** Start Exercise materials **

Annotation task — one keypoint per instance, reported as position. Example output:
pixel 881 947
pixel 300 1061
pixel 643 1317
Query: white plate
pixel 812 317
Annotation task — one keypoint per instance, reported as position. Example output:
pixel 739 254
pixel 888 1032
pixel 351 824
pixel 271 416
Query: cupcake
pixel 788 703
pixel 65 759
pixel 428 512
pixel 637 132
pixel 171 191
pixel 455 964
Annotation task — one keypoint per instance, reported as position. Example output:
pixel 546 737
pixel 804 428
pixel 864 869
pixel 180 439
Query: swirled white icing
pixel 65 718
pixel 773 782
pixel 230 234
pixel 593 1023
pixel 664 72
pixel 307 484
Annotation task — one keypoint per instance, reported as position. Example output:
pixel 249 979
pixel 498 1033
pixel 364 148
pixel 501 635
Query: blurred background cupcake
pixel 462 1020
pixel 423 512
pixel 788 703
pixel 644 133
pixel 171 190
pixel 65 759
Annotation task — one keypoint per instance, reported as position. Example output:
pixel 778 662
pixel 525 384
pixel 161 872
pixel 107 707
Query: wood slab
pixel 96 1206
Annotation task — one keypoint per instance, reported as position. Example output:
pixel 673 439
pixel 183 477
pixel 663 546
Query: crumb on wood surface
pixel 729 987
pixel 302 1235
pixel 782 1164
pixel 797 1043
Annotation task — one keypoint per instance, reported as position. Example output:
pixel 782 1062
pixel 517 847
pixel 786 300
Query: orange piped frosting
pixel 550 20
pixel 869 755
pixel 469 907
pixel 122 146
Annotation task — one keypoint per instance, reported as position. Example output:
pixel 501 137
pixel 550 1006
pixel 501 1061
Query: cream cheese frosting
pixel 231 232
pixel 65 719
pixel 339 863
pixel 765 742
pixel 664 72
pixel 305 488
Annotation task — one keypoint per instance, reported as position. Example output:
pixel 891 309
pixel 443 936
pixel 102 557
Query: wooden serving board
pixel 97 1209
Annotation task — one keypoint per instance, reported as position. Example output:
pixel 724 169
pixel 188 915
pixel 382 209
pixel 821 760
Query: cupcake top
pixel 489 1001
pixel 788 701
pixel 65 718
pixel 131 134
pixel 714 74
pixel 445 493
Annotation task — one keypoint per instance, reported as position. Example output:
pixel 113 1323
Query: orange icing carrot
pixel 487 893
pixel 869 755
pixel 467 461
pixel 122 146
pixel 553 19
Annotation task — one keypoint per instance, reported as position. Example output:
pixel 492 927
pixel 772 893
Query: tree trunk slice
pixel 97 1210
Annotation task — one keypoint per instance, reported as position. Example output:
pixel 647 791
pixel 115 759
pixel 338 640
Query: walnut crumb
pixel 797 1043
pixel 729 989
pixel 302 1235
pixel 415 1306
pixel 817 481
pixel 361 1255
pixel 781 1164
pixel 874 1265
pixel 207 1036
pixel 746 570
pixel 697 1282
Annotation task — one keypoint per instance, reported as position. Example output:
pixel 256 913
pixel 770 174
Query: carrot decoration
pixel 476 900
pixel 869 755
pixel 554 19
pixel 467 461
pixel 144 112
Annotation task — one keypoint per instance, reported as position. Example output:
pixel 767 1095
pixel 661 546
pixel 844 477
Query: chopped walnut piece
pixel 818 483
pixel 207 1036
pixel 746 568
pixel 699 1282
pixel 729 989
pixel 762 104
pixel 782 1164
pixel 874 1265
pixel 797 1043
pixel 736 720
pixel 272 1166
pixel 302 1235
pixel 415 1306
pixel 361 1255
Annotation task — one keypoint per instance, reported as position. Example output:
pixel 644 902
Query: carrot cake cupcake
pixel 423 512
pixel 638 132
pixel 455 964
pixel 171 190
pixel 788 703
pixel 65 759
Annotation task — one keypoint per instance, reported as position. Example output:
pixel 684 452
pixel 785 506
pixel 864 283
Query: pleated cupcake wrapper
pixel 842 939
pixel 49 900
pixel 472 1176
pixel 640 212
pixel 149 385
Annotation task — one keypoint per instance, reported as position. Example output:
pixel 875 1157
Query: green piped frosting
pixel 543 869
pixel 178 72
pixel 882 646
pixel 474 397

** End Exercise materials **

### Requirement
Type out all of the material again, word for word.

### Response
Annotation task — one keypoint per instance, reported as position. Example output:
pixel 881 947
pixel 300 1061
pixel 643 1317
Query: white plate
pixel 812 317
Annotation task — one keypoint per instance, reported as position. Example output:
pixel 739 254
pixel 888 1032
pixel 351 824
pixel 271 416
Query: cupcake
pixel 788 703
pixel 65 759
pixel 428 512
pixel 637 132
pixel 171 191
pixel 455 964
Annotation task — one keypoint per instance, reported as position. Example output:
pixel 546 737
pixel 804 428
pixel 864 869
pixel 180 439
Query: swirled white icing
pixel 65 718
pixel 773 782
pixel 230 234
pixel 593 1023
pixel 664 72
pixel 307 484
Annotation task — one keypoint per instance, reported as position. Example output:
pixel 249 979
pixel 498 1033
pixel 364 148
pixel 501 635
Query: blurred background cupcake
pixel 462 1020
pixel 423 512
pixel 788 703
pixel 644 133
pixel 171 190
pixel 65 759
Annotation task — one keypoint per instance, reported as position. Example output:
pixel 778 662
pixel 525 384
pixel 161 872
pixel 107 707
Query: wood slab
pixel 96 1206
Annotation task — one keypoint per instance, reported as position. Example output:
pixel 673 439
pixel 183 477
pixel 663 546
Query: crumb on wood surface
pixel 729 987
pixel 302 1235
pixel 782 1164
pixel 797 1043
Annotation task — one keypoint per instance, reported as position. Example output:
pixel 782 1062
pixel 517 847
pixel 786 300
Query: orange piped frosting
pixel 550 20
pixel 869 755
pixel 469 907
pixel 122 146
Annotation task — one keypoint per instance, reported as position. Example output:
pixel 501 137
pixel 550 1006
pixel 501 1061
Query: cream cheese frosting
pixel 231 232
pixel 65 719
pixel 339 863
pixel 765 742
pixel 664 72
pixel 305 488
Annotation task — one keypoint per instance, reported as position. Example output:
pixel 891 309
pixel 443 936
pixel 102 557
Query: wooden serving board
pixel 97 1209
Annotation task — one keypoint per instance, reported as position. Example output:
pixel 724 169
pixel 188 915
pixel 382 209
pixel 821 760
Query: cupcake top
pixel 489 1001
pixel 788 701
pixel 65 718
pixel 131 134
pixel 714 74
pixel 445 493
Annotation task — one keypoint per instance, reported as position. Example output:
pixel 113 1323
Query: orange icing carrot
pixel 487 893
pixel 869 755
pixel 467 461
pixel 122 146
pixel 553 19
Annotation task — one keypoint per instance, reported as position. Example output:
pixel 492 927
pixel 772 893
Query: tree trunk slice
pixel 97 1210
Annotation task — one keypoint per instance, reported as position. Example output:
pixel 647 791
pixel 115 759
pixel 338 640
Query: walnut crumb
pixel 797 1043
pixel 729 989
pixel 302 1235
pixel 415 1306
pixel 817 481
pixel 361 1255
pixel 781 1164
pixel 874 1265
pixel 207 1036
pixel 746 570
pixel 697 1282
Annotation task — one keypoint per instance, reported as position. Example output:
pixel 256 913
pixel 770 174
Query: carrot decoration
pixel 476 900
pixel 869 755
pixel 554 19
pixel 467 461
pixel 144 112
Annotation task — one keypoint per instance, reported as position. Example output:
pixel 767 1095
pixel 661 546
pixel 844 477
Query: chopped walnut piece
pixel 818 483
pixel 207 1036
pixel 746 568
pixel 699 1282
pixel 729 989
pixel 762 104
pixel 782 1164
pixel 874 1265
pixel 797 1043
pixel 736 720
pixel 272 1166
pixel 302 1235
pixel 415 1306
pixel 361 1255
Annotation task — one keypoint per instance, reported as position. Example output:
pixel 644 902
Query: carrot cake cupcake
pixel 423 512
pixel 638 132
pixel 455 964
pixel 171 190
pixel 788 703
pixel 65 759
Annotation task — one keypoint per instance, reported as position. Example output:
pixel 684 452
pixel 785 506
pixel 864 283
Query: pleated cupcake wrapper
pixel 842 939
pixel 49 900
pixel 472 1176
pixel 640 212
pixel 149 385
Annotation task — one keypoint per instance, reported as position. Example output:
pixel 875 1157
Query: green piped frosting
pixel 543 869
pixel 178 72
pixel 882 646
pixel 474 397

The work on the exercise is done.